- ACTIVITY -
All that is needed is every record, duplicated exactly.

- SUPPLIED RECORDS -
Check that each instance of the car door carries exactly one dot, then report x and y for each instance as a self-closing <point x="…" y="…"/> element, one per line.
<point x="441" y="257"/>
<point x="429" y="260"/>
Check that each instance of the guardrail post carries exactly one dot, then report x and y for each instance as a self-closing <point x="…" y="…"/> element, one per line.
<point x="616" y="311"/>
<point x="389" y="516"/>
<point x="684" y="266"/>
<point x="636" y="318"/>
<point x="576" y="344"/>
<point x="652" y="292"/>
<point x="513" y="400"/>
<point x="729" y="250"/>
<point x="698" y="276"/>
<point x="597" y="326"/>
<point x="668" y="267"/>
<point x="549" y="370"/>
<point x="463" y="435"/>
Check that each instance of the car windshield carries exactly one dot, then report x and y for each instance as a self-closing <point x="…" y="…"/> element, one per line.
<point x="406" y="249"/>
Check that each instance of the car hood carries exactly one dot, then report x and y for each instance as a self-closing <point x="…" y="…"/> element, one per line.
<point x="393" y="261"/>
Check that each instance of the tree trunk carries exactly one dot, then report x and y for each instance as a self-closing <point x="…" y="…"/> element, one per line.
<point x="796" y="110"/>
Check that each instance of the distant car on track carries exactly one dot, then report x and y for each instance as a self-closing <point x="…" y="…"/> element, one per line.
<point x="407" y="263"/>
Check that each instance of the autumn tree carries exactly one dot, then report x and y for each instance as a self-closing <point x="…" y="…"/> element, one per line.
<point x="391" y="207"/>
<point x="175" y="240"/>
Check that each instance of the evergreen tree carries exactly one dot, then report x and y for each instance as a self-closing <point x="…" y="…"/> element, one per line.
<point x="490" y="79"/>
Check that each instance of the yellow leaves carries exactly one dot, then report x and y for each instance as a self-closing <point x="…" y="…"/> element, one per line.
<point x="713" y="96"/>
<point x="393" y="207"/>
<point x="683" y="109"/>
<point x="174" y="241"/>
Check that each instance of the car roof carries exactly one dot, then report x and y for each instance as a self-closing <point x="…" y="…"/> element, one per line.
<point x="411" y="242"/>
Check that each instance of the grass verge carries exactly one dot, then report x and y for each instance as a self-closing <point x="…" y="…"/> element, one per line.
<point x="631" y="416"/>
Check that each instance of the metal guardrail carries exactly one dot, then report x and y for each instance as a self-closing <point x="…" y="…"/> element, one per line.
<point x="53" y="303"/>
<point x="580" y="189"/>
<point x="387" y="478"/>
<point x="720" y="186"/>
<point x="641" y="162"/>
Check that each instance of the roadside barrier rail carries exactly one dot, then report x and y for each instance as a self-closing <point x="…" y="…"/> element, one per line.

- TASK ANSWER -
Check that each instance of the car door carries exactly one dot, then report x and y for each instance as a self-closing <point x="…" y="…"/> element, one per line.
<point x="441" y="257"/>
<point x="429" y="260"/>
Check that each instance of the guardrail post carries exactly one dot, then report x and y for each instance as a self-closing <point x="…" y="…"/> element, one per line.
<point x="616" y="311"/>
<point x="389" y="516"/>
<point x="684" y="266"/>
<point x="636" y="318"/>
<point x="576" y="344"/>
<point x="652" y="292"/>
<point x="513" y="400"/>
<point x="729" y="250"/>
<point x="698" y="276"/>
<point x="597" y="326"/>
<point x="668" y="267"/>
<point x="549" y="370"/>
<point x="463" y="435"/>
Check that each instance of the car windshield carries exactly one dot, then report x and y for each instance as a self-closing <point x="…" y="…"/> element, one per line.
<point x="406" y="249"/>
Check that each instance of the car hood carries exactly one dot, then report x and y for each instance as a self-closing <point x="…" y="…"/> element, one per line.
<point x="393" y="261"/>
Check that each instance of the tree trunk carries exactly one dot, then report x and y for each instance as a self-closing <point x="…" y="…"/> element, one per line.
<point x="796" y="110"/>
Check that each instance of the distant car on track carries exactly one dot, then report x and y for each instance as a self-closing <point x="…" y="…"/> element, one per line.
<point x="407" y="263"/>
Check that each instance of the autumn tree carries exactly one dot, then report x and y for each instance as a self-closing <point x="…" y="…"/> element, one per line.
<point x="391" y="207"/>
<point x="175" y="240"/>
Check that each instance of the evergreen tree carries exactly one dot, then report x and y for each instance as a self-closing <point x="…" y="…"/> element, one per line.
<point x="490" y="79"/>
Check that each instance of the yellow leaves carries exactly one dot, then report x and y for each instance as a self-closing <point x="…" y="…"/> element, one per line.
<point x="713" y="96"/>
<point x="393" y="207"/>
<point x="683" y="109"/>
<point x="174" y="241"/>
Check that each instance of the car roof carries exactly one dot, then report x and y for each instance as a self-closing <point x="…" y="…"/> element, one per line.
<point x="411" y="242"/>
Check that each instance of the grass verge carries exactly one dot, then report x and y for each instance as a self-closing <point x="…" y="…"/> element, one per line.
<point x="631" y="416"/>
Check that each instance of the metal guardrail carries exactly one dot, then report x and y for each instance as a self-closing <point x="…" y="…"/> element, one per line.
<point x="53" y="303"/>
<point x="580" y="189"/>
<point x="387" y="478"/>
<point x="720" y="186"/>
<point x="641" y="162"/>
Check that each instance of the roadside barrier rail carries exactly one dot, then report x and y for each instance as a self-closing <point x="…" y="…"/> element, one per line.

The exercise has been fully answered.